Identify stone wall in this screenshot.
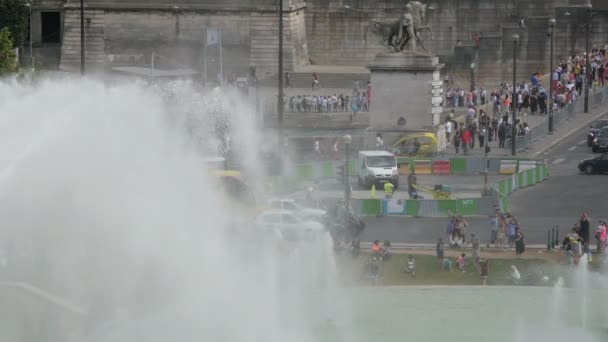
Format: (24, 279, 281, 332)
(55, 0, 309, 75)
(305, 0, 608, 85)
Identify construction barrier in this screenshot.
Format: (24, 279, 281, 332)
(499, 160, 518, 174)
(413, 159, 432, 175)
(289, 157, 546, 183)
(518, 160, 537, 172)
(351, 163, 549, 217)
(432, 160, 450, 175)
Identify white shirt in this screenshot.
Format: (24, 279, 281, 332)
(445, 120, 452, 133)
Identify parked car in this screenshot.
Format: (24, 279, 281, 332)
(591, 128, 608, 153)
(267, 198, 327, 221)
(587, 119, 608, 146)
(578, 153, 608, 174)
(255, 210, 326, 241)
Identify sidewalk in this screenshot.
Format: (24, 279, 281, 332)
(443, 95, 608, 159)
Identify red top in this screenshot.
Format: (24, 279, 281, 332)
(462, 130, 472, 143)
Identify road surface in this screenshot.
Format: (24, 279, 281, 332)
(361, 115, 608, 245)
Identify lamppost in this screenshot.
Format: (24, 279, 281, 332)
(583, 3, 591, 113)
(277, 0, 284, 163)
(343, 134, 352, 205)
(80, 0, 85, 75)
(548, 17, 556, 133)
(24, 2, 33, 69)
(470, 63, 475, 92)
(511, 34, 519, 156)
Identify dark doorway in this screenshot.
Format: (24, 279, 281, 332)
(41, 12, 61, 44)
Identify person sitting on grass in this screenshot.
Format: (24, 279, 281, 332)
(456, 253, 466, 269)
(442, 257, 454, 272)
(371, 240, 382, 260)
(380, 240, 392, 261)
(403, 255, 416, 277)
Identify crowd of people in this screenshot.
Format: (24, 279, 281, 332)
(562, 213, 607, 265)
(285, 92, 369, 114)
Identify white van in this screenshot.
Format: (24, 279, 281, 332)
(357, 151, 399, 189)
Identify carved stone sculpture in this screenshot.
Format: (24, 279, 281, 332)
(370, 1, 433, 54)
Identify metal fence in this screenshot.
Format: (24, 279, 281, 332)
(513, 87, 608, 151)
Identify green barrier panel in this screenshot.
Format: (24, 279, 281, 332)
(535, 166, 542, 181)
(450, 158, 467, 174)
(405, 200, 419, 216)
(498, 180, 506, 195)
(295, 164, 314, 181)
(437, 200, 457, 215)
(527, 169, 534, 185)
(506, 179, 513, 194)
(321, 162, 335, 178)
(517, 173, 524, 188)
(361, 199, 382, 215)
(457, 199, 478, 216)
(501, 197, 509, 213)
(347, 160, 356, 176)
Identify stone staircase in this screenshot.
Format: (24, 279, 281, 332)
(59, 8, 105, 71)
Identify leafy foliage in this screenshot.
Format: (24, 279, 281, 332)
(0, 0, 31, 47)
(0, 27, 17, 74)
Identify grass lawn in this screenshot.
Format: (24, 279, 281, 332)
(336, 251, 604, 287)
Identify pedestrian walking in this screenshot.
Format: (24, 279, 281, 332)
(515, 229, 525, 257)
(453, 131, 461, 154)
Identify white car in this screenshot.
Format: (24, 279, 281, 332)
(255, 210, 326, 241)
(267, 198, 327, 221)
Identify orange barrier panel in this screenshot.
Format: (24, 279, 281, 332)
(433, 160, 450, 175)
(413, 160, 432, 175)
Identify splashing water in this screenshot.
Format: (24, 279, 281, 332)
(0, 78, 347, 342)
(0, 77, 607, 342)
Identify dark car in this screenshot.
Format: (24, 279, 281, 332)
(592, 128, 608, 153)
(578, 152, 608, 174)
(587, 119, 608, 146)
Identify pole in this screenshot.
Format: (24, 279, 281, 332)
(277, 0, 285, 168)
(511, 38, 517, 156)
(345, 143, 351, 205)
(219, 29, 223, 85)
(202, 28, 207, 85)
(80, 0, 85, 75)
(548, 21, 555, 133)
(583, 8, 590, 113)
(470, 66, 474, 92)
(29, 5, 33, 69)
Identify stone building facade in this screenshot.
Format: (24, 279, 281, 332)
(29, 0, 608, 83)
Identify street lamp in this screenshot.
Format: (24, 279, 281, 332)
(470, 63, 475, 92)
(511, 33, 519, 156)
(548, 18, 556, 133)
(277, 0, 284, 170)
(80, 0, 85, 75)
(23, 3, 33, 69)
(343, 134, 352, 205)
(583, 3, 592, 113)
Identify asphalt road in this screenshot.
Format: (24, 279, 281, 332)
(361, 114, 608, 245)
(507, 113, 608, 240)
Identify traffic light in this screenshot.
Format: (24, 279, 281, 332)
(336, 163, 346, 184)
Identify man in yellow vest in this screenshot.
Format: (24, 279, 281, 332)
(384, 181, 394, 199)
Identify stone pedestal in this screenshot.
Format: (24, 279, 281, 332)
(367, 53, 445, 151)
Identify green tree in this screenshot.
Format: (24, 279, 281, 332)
(0, 0, 31, 48)
(0, 27, 17, 73)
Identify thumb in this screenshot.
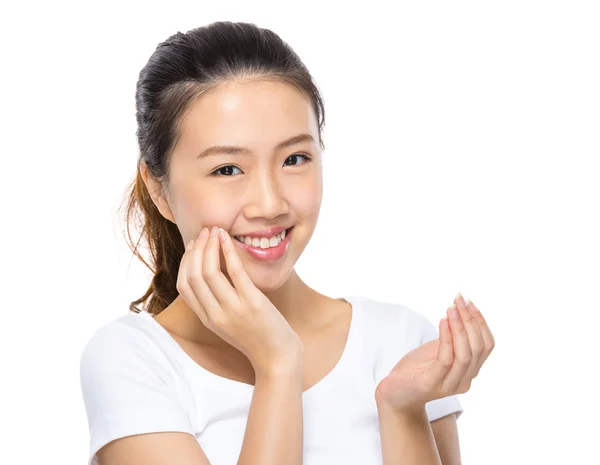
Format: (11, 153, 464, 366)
(426, 317, 454, 386)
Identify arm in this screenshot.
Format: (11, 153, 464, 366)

^^^^

* **ABOUT THIS TASK**:
If a line above holds the string "road", return it as it stands.

* **RESPONSE TO THIS EXERCISE**:
Identify road surface in this screenshot.
Identify asphalt road in this screenshot.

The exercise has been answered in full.